Information given:
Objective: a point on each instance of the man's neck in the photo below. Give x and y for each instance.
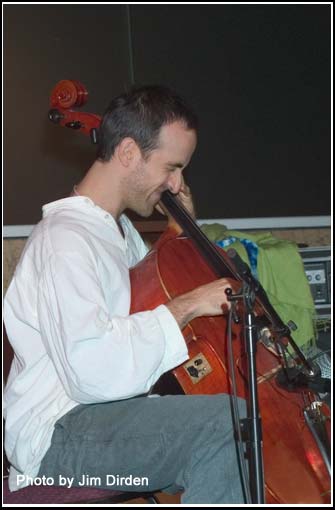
(102, 187)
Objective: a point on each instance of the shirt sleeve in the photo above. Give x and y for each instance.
(100, 356)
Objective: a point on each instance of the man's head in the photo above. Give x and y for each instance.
(146, 139)
(140, 114)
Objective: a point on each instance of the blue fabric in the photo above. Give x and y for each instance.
(251, 248)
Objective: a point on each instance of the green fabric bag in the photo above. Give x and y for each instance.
(281, 273)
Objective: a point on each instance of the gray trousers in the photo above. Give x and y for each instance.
(171, 443)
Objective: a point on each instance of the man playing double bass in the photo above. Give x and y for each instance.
(76, 401)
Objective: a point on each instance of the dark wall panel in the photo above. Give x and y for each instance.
(43, 45)
(259, 78)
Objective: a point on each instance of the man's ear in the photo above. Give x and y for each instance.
(128, 152)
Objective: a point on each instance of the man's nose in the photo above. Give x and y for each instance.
(174, 182)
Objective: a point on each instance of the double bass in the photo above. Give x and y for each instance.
(295, 423)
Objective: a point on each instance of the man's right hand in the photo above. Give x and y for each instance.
(207, 300)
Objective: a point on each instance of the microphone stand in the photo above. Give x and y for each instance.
(252, 424)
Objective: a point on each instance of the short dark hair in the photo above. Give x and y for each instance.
(140, 114)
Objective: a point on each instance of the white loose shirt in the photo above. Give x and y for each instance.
(67, 317)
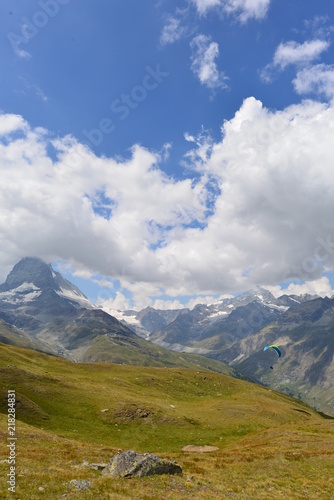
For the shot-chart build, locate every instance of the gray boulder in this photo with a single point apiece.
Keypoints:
(132, 464)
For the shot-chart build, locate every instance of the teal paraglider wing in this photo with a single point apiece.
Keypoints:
(277, 349)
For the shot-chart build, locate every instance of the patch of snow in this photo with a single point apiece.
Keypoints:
(132, 320)
(298, 302)
(218, 313)
(23, 293)
(278, 308)
(80, 299)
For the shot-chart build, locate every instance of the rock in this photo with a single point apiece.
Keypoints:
(199, 449)
(133, 464)
(98, 466)
(79, 484)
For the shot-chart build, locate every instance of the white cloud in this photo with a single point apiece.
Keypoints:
(11, 123)
(203, 65)
(299, 53)
(244, 9)
(174, 28)
(318, 79)
(270, 218)
(321, 287)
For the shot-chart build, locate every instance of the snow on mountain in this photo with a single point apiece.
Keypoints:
(22, 294)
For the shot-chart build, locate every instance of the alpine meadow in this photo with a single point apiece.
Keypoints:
(166, 249)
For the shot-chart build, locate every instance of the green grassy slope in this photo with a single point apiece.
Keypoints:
(269, 445)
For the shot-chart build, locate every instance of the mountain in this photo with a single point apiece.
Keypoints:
(305, 335)
(209, 327)
(69, 415)
(236, 330)
(40, 309)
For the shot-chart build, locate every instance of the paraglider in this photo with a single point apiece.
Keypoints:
(279, 354)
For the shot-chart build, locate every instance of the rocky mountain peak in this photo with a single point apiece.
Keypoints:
(31, 279)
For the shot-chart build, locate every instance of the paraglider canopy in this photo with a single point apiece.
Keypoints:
(279, 354)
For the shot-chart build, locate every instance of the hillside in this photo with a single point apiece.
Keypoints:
(41, 310)
(269, 445)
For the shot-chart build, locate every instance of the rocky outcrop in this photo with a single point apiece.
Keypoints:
(133, 464)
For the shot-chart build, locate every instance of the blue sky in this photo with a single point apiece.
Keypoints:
(166, 153)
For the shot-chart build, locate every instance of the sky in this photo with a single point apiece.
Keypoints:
(166, 153)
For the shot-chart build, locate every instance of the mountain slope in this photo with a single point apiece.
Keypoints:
(70, 415)
(39, 309)
(305, 335)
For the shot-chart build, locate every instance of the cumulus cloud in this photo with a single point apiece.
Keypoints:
(301, 55)
(203, 62)
(321, 287)
(244, 9)
(268, 220)
(174, 28)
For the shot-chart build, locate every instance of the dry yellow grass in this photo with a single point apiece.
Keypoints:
(270, 446)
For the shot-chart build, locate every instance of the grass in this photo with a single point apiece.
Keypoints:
(270, 445)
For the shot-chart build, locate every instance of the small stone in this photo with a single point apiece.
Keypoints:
(133, 464)
(81, 484)
(98, 466)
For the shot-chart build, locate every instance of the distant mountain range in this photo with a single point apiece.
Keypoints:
(236, 331)
(41, 310)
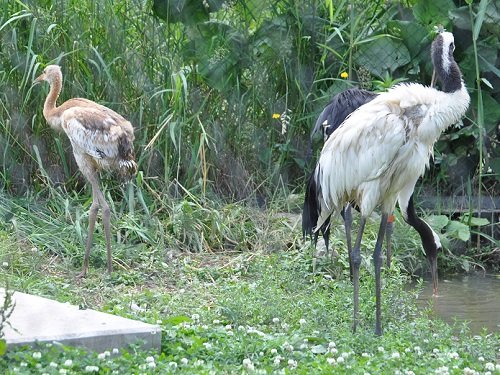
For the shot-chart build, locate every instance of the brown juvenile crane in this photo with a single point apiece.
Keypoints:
(101, 139)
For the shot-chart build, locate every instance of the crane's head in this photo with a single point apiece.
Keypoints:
(445, 67)
(49, 74)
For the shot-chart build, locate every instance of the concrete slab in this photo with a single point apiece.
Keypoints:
(44, 320)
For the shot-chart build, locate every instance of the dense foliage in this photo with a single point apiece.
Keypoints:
(201, 81)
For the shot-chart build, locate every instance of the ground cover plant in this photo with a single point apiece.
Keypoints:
(208, 243)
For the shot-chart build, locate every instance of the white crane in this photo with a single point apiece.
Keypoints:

Given instruction: Take the rows from the line containing "the white crane" through the end of the rows, replace "single point" with "single marker", and write those lines out again with everything else unchanged.

Task answer:
For the shot-chart build, locate every instance of the white crane in this photo with a single marker apiece.
Keypoints:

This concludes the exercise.